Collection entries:
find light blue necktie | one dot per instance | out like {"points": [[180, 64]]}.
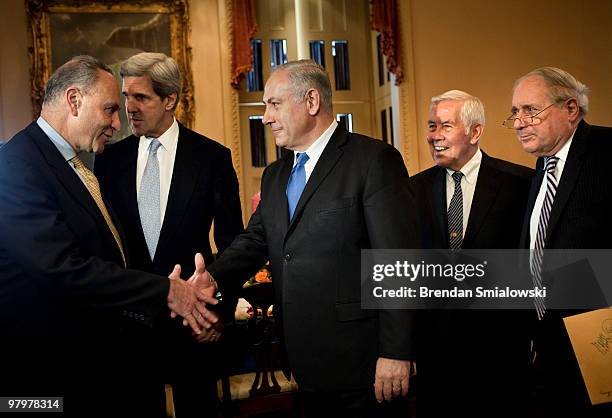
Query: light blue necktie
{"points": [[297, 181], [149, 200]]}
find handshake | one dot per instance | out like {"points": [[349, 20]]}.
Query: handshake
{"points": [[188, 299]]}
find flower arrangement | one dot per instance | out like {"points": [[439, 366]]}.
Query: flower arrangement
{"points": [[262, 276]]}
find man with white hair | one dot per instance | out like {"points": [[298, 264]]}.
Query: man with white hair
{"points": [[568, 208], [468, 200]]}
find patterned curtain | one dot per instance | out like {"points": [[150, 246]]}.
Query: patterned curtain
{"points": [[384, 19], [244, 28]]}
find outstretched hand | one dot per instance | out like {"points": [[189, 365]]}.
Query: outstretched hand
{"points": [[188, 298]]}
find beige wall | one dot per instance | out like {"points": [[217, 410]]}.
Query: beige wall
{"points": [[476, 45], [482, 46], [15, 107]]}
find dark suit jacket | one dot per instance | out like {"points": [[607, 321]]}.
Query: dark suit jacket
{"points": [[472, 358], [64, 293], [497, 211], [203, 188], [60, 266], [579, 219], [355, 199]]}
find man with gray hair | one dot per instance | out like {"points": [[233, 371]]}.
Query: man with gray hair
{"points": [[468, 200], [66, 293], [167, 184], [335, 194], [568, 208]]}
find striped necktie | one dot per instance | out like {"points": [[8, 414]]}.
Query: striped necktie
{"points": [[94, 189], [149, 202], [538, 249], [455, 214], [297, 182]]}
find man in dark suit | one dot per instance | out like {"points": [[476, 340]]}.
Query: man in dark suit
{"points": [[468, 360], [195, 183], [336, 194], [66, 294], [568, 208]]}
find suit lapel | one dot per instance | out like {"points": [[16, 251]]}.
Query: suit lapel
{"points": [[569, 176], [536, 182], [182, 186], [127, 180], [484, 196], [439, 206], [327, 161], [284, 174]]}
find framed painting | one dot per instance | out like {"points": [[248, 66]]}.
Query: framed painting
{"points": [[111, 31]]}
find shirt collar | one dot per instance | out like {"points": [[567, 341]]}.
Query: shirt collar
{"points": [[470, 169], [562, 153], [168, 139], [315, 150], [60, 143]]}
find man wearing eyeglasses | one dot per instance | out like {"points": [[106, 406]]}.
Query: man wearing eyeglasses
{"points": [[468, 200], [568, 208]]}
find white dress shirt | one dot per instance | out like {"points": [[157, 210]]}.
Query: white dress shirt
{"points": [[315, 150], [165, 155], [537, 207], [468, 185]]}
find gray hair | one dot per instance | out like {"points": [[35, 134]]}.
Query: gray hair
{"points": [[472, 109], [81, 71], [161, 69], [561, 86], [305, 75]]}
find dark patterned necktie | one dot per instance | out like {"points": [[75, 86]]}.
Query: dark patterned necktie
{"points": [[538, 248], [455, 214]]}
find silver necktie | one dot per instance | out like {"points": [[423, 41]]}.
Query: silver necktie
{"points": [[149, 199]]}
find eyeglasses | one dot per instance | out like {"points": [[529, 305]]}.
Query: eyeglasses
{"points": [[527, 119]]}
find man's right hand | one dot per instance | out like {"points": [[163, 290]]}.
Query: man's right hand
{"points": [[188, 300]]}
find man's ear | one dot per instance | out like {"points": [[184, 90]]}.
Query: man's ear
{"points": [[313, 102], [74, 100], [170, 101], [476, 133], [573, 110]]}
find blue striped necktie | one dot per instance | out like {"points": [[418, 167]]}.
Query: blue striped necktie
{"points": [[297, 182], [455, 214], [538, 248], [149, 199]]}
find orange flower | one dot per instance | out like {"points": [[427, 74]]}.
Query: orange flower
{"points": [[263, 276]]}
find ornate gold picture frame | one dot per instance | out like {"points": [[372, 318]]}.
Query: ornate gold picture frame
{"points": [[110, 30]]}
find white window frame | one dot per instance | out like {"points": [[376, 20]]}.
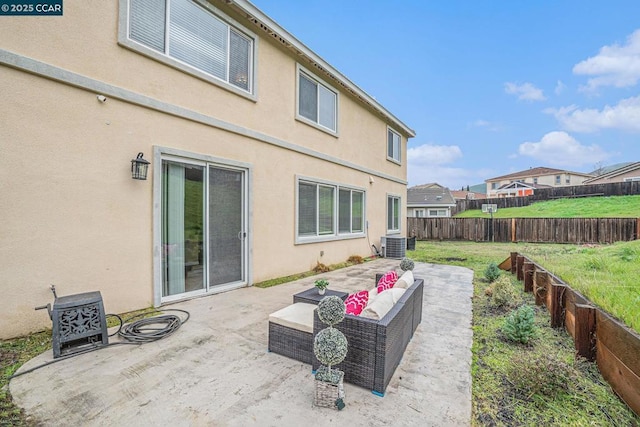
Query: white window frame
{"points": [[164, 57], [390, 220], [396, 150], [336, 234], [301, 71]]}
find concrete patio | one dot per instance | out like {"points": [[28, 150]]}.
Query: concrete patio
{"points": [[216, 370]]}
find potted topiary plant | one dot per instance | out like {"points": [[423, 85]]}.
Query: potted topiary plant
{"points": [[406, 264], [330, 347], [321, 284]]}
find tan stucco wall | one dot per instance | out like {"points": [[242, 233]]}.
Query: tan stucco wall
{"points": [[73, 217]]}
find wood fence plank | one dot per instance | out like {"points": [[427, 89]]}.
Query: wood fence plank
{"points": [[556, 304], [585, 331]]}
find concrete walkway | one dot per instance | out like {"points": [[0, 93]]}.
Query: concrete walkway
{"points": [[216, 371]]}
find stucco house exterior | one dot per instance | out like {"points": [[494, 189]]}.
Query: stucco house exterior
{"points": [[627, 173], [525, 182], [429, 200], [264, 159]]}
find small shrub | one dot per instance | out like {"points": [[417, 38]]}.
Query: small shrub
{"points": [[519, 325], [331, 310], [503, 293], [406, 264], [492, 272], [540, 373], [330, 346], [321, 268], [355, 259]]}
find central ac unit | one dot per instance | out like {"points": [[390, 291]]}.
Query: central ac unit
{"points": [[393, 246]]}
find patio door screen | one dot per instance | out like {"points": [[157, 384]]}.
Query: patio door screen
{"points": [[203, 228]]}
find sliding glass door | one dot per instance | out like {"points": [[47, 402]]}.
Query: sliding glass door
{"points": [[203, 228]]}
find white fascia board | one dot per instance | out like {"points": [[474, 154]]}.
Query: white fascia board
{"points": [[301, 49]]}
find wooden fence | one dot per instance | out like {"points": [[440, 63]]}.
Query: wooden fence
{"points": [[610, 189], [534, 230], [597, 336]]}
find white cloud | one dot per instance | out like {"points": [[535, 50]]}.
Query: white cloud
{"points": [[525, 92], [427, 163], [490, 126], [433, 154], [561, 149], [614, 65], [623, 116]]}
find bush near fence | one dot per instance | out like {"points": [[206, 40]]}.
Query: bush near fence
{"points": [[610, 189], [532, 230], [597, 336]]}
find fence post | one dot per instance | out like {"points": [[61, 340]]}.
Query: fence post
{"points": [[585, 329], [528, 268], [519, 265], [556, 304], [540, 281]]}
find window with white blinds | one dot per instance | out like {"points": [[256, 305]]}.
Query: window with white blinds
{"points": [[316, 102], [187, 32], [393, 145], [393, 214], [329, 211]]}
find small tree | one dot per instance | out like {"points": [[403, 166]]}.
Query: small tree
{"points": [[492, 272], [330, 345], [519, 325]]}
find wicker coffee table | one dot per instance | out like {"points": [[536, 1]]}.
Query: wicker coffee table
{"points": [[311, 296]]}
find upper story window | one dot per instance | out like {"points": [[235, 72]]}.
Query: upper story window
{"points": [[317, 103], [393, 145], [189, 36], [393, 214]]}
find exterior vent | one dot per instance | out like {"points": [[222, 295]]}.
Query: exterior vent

> Your task
The entries above need to be repeated word for word, minus their pictures.

> Written answer
find light blue necktie | one dot per instance | out like {"points": [[180, 64]]}.
Query: light blue necktie
{"points": [[297, 181], [149, 200]]}
find handshake | one dot per instance | out like {"points": [[349, 20]]}.
Query: handshake
{"points": [[188, 299]]}
find flower arrangement | one dot per instance | out like {"points": [[439, 366]]}.
Query: flower arrangement
{"points": [[262, 276]]}
find man with white hair | one dot per instance | out like {"points": [[298, 264]]}.
Query: man with white hair
{"points": [[568, 208], [468, 200]]}
find patterned curtain | one dot per instance | out like {"points": [[150, 246]]}.
Query: patterned curtain
{"points": [[384, 19], [244, 28]]}
find outstretched hand | one dot per instance | out like {"points": [[189, 365]]}.
Query: outstretched hand
{"points": [[188, 298]]}
find beige wall | one dot per instance | out like {"points": [[217, 410]]}.
Query: beige wall
{"points": [[476, 45], [482, 46], [15, 107]]}
find dark suit jacket | one dot per instance | out like {"points": [[607, 321]]}.
Query: dark suit jacket
{"points": [[472, 358], [64, 293], [497, 211], [203, 188], [60, 266], [579, 219], [355, 199]]}
find man with gray hair | one dot per instance | out like {"points": [[233, 371]]}.
Query: man with gray hair
{"points": [[468, 200], [66, 293], [167, 184], [335, 194], [568, 208]]}
find striped necktie | one dot per instance | out like {"points": [[8, 414]]}.
Query: striped necktie
{"points": [[94, 189], [149, 202], [538, 249], [455, 214], [297, 182]]}
find man in dark suit | one dot per instance | out like {"points": [[476, 340]]}.
Query: man in dark suit
{"points": [[468, 360], [195, 183], [336, 194], [66, 294], [568, 208]]}
find suit lapel | one dot per instance | out like {"points": [[16, 251]]}.
Query: suit lapel
{"points": [[569, 176], [536, 182], [182, 186], [127, 180], [484, 196], [439, 206], [327, 161], [284, 174]]}
find framed painting | one dot per instance | out like {"points": [[248, 66]]}.
Query: framed painting
{"points": [[111, 31]]}
find shirt collar | one dot per instance | out like {"points": [[567, 341]]}.
Query: shirt collar
{"points": [[470, 169], [562, 153], [168, 139], [315, 150], [60, 143]]}
find man wearing eyeglasses | one dot per instance | out like {"points": [[106, 406]]}.
Query: man wearing eyeglasses
{"points": [[468, 200], [568, 208]]}
find white dress shirt | one dot per instance | out like {"points": [[157, 210]]}.
Query: white dress shirt
{"points": [[315, 150], [165, 155], [537, 207], [468, 185]]}
find gray hair | one dot per instance | out like {"points": [[35, 134]]}.
Query: gray hair
{"points": [[472, 109], [81, 71], [161, 69], [561, 86], [305, 75]]}
find dark patterned necktie | one dot per instance | out like {"points": [[75, 86]]}.
Query: dark patterned necktie
{"points": [[538, 248], [455, 214]]}
find silver necktie | one dot per instance | out like {"points": [[423, 41]]}.
Query: silver necktie
{"points": [[149, 199]]}
find eyeglasses | one dot per instance | out like {"points": [[529, 305]]}.
Query: eyeglasses
{"points": [[527, 119]]}
find man's right hand | one dot per instance | out like {"points": [[163, 290]]}.
Query: man's right hand
{"points": [[188, 300]]}
find man's ear | one dot per instance | out like {"points": [[184, 90]]}.
Query: man's ear
{"points": [[313, 102], [74, 100], [170, 101], [476, 133], [573, 110]]}
find blue striped necktie | one dot per instance | out like {"points": [[418, 167]]}.
Query: blue striped necktie
{"points": [[297, 182], [455, 214], [538, 248], [149, 199]]}
find orange flower | one dot per instance | out like {"points": [[427, 74]]}.
Query: orange flower
{"points": [[263, 276]]}
find ornate gold picture frame | one dot per instance | out like {"points": [[372, 318]]}.
Query: ornate gold picture frame
{"points": [[110, 30]]}
find white window frame | one dot per instance | out like {"points": [[376, 20]]}.
Query: white window frame
{"points": [[164, 57], [390, 220], [396, 150], [336, 234], [301, 71]]}
find concrete patio | one dot per instance | out like {"points": [[28, 150]]}.
Query: concrete patio
{"points": [[216, 370]]}
find potted topiary plant | one dot per instance | out like {"points": [[423, 85]]}.
Query: potted topiary plant
{"points": [[406, 264], [330, 347], [321, 284]]}
find tan stucco wall | one dot per instance | out like {"points": [[242, 233]]}.
Query: tan stucco wall
{"points": [[73, 217]]}
find wood fence plank | one dot per instance | out like {"points": [[427, 89]]}.
Query: wood fence plank
{"points": [[556, 304], [585, 331]]}
find concrete walkway | one dot per instance | out like {"points": [[0, 93]]}.
Query: concrete walkway
{"points": [[216, 371]]}
find stucco house exterior | one dot per instance | out like {"points": [[494, 189]]}.
Query: stucco house exterior
{"points": [[627, 173], [525, 182], [429, 200], [264, 159]]}
find small shrub | one dot per instance | out like {"points": [[417, 38]]}.
Query: small shrub
{"points": [[519, 325], [331, 310], [503, 293], [406, 264], [492, 272], [540, 373], [330, 346], [321, 268], [355, 259]]}
find central ac unit | one dot per instance | out like {"points": [[390, 291]]}.
Query: central ac unit
{"points": [[393, 246]]}
find patio door screen | one dot per instance | out like {"points": [[157, 384]]}.
Query: patio door screen
{"points": [[203, 228]]}
find sliding glass door | one dot per instance | out like {"points": [[47, 402]]}.
Query: sliding glass door
{"points": [[203, 228]]}
find white fascia board | one dot per instance | out like {"points": [[474, 154]]}.
Query: white fascia board
{"points": [[301, 49]]}
find wooden fence | one dot per instance | out like {"points": [[440, 63]]}.
Query: wooden fence
{"points": [[610, 189], [534, 230], [597, 336]]}
find white cloud | one dot per instance | out like {"points": [[535, 50]]}.
Query: white cloud
{"points": [[525, 92], [427, 163], [490, 126], [433, 154], [561, 149], [614, 65], [623, 116]]}
find bush near fence | one dot per instance | out like {"points": [[206, 40]]}.
Query: bush near fence
{"points": [[610, 189], [532, 230], [597, 336]]}
find fence post | one dot per instance | out like {"points": [[61, 340]]}.
Query: fence post
{"points": [[585, 329], [528, 268], [519, 265], [556, 304], [540, 281]]}
find window with white blinds | one dot per instance | out like {"points": [[256, 305]]}.
Query: window with white blinds
{"points": [[316, 102], [187, 32], [393, 145], [393, 214], [329, 211]]}
find small tree | one dot per instance | out like {"points": [[403, 166]]}.
Query: small tree
{"points": [[492, 272], [330, 345], [519, 325]]}
find wicker coffee table | one dot per instance | out like {"points": [[536, 1]]}.
Query: wicker coffee table
{"points": [[311, 296]]}
find upper story window | one dot per instance | out like {"points": [[235, 72]]}.
Query: upper story window
{"points": [[317, 103], [393, 145], [189, 36], [393, 214]]}
find exterior vent | one dot per instance | out like {"points": [[222, 295]]}.
Query: exterior vent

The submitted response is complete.